START DATASET

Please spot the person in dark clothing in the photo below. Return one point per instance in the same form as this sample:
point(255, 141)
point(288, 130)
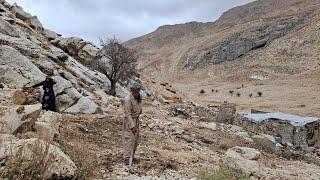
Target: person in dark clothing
point(48, 99)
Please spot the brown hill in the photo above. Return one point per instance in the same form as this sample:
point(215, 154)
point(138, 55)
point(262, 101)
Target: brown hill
point(268, 45)
point(264, 29)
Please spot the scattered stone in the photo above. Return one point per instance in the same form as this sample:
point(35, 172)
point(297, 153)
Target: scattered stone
point(211, 125)
point(84, 105)
point(60, 165)
point(15, 122)
point(19, 98)
point(243, 153)
point(226, 113)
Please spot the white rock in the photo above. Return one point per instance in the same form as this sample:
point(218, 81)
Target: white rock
point(241, 153)
point(84, 105)
point(50, 34)
point(210, 125)
point(14, 121)
point(47, 125)
point(245, 136)
point(16, 70)
point(61, 164)
point(7, 28)
point(88, 52)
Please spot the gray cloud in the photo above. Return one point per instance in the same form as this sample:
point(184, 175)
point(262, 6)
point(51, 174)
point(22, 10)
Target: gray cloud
point(126, 19)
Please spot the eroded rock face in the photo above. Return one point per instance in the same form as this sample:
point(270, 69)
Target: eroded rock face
point(59, 164)
point(84, 105)
point(20, 119)
point(16, 70)
point(243, 153)
point(46, 126)
point(241, 43)
point(32, 21)
point(7, 29)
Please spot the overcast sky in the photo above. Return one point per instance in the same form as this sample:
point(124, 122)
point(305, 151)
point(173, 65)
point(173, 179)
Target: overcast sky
point(125, 19)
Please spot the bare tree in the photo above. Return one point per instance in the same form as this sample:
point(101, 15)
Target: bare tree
point(116, 61)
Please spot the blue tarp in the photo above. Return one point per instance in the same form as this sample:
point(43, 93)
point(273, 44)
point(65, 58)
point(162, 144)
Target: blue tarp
point(292, 119)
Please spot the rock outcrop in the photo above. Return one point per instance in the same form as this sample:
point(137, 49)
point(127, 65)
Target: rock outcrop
point(58, 164)
point(20, 119)
point(29, 52)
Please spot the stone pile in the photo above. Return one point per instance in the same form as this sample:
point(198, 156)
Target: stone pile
point(38, 131)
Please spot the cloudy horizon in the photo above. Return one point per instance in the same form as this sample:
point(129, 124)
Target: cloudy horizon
point(96, 19)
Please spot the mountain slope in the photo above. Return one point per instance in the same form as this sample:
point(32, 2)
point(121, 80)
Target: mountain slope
point(244, 33)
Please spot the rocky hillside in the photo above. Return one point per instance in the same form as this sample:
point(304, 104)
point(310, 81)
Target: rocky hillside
point(267, 31)
point(29, 52)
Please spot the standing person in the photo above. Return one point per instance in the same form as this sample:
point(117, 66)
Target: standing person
point(132, 110)
point(48, 99)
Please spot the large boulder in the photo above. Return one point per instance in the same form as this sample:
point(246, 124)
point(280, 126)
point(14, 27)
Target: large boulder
point(88, 53)
point(242, 153)
point(68, 99)
point(16, 70)
point(46, 127)
point(19, 98)
point(226, 113)
point(20, 119)
point(7, 28)
point(70, 45)
point(84, 105)
point(20, 13)
point(32, 21)
point(51, 35)
point(55, 163)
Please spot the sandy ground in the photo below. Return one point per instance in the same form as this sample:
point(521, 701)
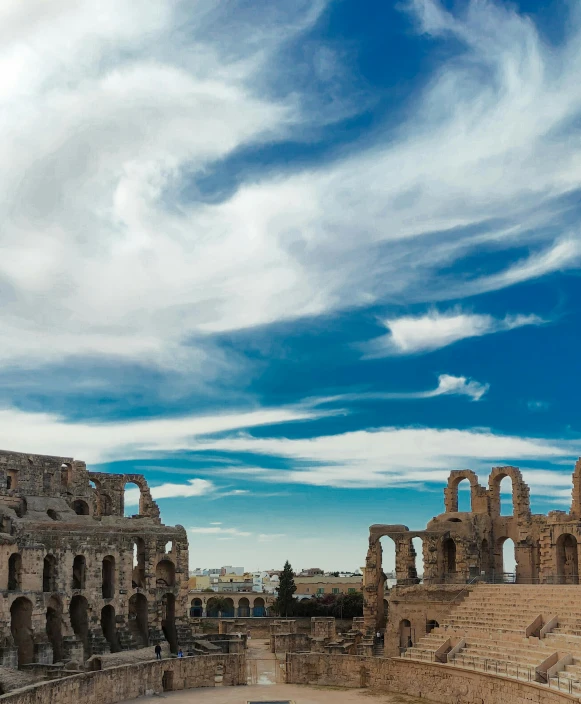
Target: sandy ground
point(262, 687)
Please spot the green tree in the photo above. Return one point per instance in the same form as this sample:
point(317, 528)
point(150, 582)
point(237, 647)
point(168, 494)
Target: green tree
point(286, 588)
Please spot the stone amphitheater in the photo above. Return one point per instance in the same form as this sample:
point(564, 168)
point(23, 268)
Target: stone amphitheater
point(87, 593)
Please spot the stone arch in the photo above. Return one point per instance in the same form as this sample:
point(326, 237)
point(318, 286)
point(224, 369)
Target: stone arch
point(79, 617)
point(79, 572)
point(81, 507)
point(49, 574)
point(449, 561)
point(258, 607)
point(165, 573)
point(405, 633)
point(138, 573)
point(168, 623)
point(520, 492)
point(108, 577)
point(138, 624)
point(567, 559)
point(504, 558)
point(451, 491)
point(54, 619)
point(21, 629)
point(196, 608)
point(14, 572)
point(147, 506)
point(109, 628)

END DATASET

Count the lines of the material holding "below". Report the number alone.

2